*CONSEGNA:* Riscrivi le righe dei record dalla riga che contiene "Can you find the white" fino alla fine dei record, estremi inclusi e richieste comprese. Sposta ogni coordinata delle risposte aggiungendo 3 a ciascun numero.

**** MATERIALE DA ELABORARE

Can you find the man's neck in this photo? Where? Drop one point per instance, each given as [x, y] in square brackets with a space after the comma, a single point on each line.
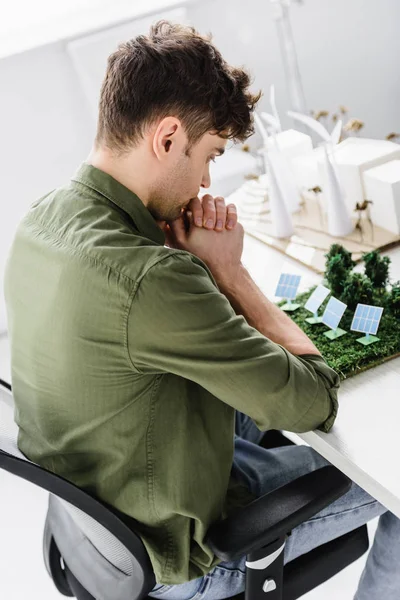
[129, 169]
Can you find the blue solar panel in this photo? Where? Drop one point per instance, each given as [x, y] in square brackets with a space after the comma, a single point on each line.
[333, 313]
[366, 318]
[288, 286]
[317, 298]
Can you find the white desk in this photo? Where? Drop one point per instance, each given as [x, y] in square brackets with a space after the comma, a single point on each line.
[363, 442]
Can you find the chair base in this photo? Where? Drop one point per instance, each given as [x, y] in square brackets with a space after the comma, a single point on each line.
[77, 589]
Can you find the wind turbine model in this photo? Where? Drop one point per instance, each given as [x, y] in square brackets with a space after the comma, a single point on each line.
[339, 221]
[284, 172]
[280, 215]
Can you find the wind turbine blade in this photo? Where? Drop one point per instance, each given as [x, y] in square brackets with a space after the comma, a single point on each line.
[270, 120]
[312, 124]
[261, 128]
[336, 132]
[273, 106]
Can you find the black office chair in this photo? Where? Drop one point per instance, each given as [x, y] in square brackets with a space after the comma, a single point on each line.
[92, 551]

********

*RISPOSTA DEFINITIVA:*
Can you find the white desk in this photo? Where? Drop one point per instance, each given as [x, y] in square brackets with a space after the comma, a single point on each line.
[366, 445]
Can you find the chair base in this photo? Where? Drop one point per instance, each given as [x, y] in square brackets with a space after the comma, a single point on each line.
[80, 592]
Can you find the wind turbine model in this photo? Where? Drop one point per instance, each given as [x, y] in square brackets with a space after the comma, a single point on each line.
[342, 224]
[287, 175]
[283, 218]
Can you find the wind turbine blade in this photo? Where? Drop one point per instance, each given as [x, y] in square brackets with a space after the comma, a single point on each line.
[273, 123]
[315, 127]
[264, 131]
[339, 135]
[276, 109]
Can you find the black office chair in this photo? Where? Drop one point per instance, each given as [x, y] in square brackets with a space after the comma, a single point on each line.
[95, 554]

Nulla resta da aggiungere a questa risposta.